Source extract
• • • • •

The Old Basin Tavern.

58 Old Basin, Baird's Brae, Hamiltonhill, Glasgow.

 

Old Basin Tavern

The Old Basin Tavern was owned by Hugh Baird & Company, Great Canal Brewery in the 1880s.

The old tavern was rented out to a gentleman called John Peacock for £17.00 per annum. Mr Peacock also owned the Oakbank Spirit Vaults which was situated at the corner of Garscube Road and Camperdown Street, he also owned a smaller public house on North Woodside Road at the corner of Lyon Street.

In 1902 Mr Peacock rented the Garscube premises out to John Higgie, this gave Mr Peacock an annul income of £75.00 which was a great deal of money as he was only paying £17.00 for the Old Basin Tavern.

In the early years the Great Canal Brewery was adjacent to the Old Basin, the proprietors of the brewery owned the tavern. Many old cronies foregather here in the evenings, men who were employed on the "Hoolets," plying between Edinburgh and Glasgow. These were little boats that carried passengers as well as luggage and although slower than the other boats, more romance clustered round them. One of the men who furnished some of the material embodied here was a rider on one of the swift boats, rigged out too, in red uniform and long boots. At one time the magistrates made the tavern the rendezvous of their annual outings.

A note on Hugh Baird...

Hugh Baird & Sons Ltd, brewers and maltsters in Glasgow, Scotland, derived from Hugh Baird & Co of Great Canal Brewery. Hugh Baird senior founded Great Canal Brewery in Possil Road (his first brewery), in 1823. He retired from the brewing side of the business in the late 1850s in order to concentrate on malting at his Springbank works, situated on the Forth and Clyde Canal, Garscube Road. It was not until 1863 that his eldest son Hugh Baird junior joined the company, followed by Hugh junior’s brother Montague Baird, in 1870.

• • • • •

Stated exercise 1
Which people does the tavern history name?
Stated exercise 2
In the tavern history, what yearly rent did John Peacock pay for the Old Basin Tavern?
Use only the tavern history for your answers.

Data shown
• • • • •

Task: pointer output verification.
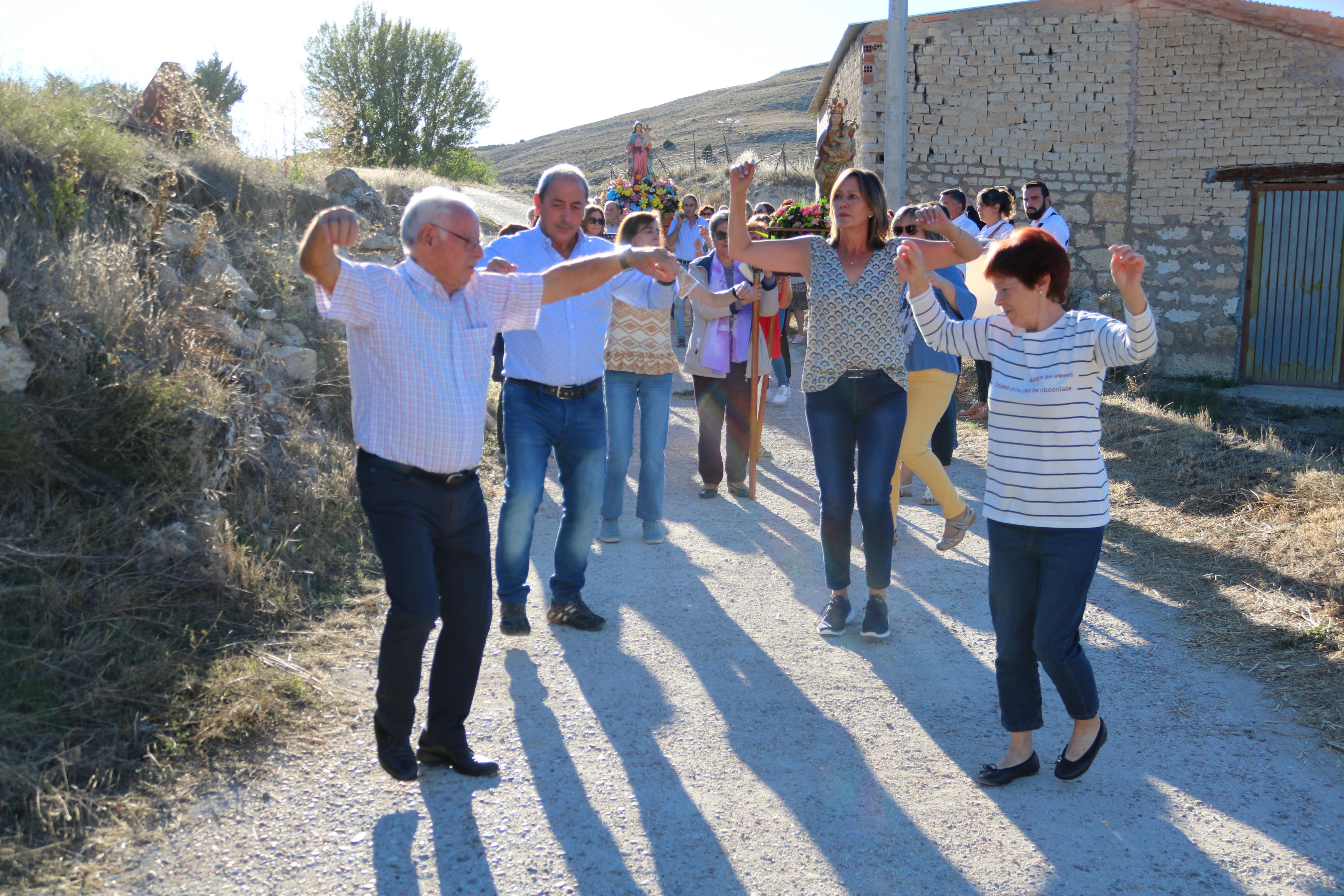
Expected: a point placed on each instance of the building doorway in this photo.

• • • • •

Task answer 1
John Peacock, John Higgie, Hugh Baird senior, Hugh Baird junior, Montague Baird

Task answer 2
£17.00 per annum.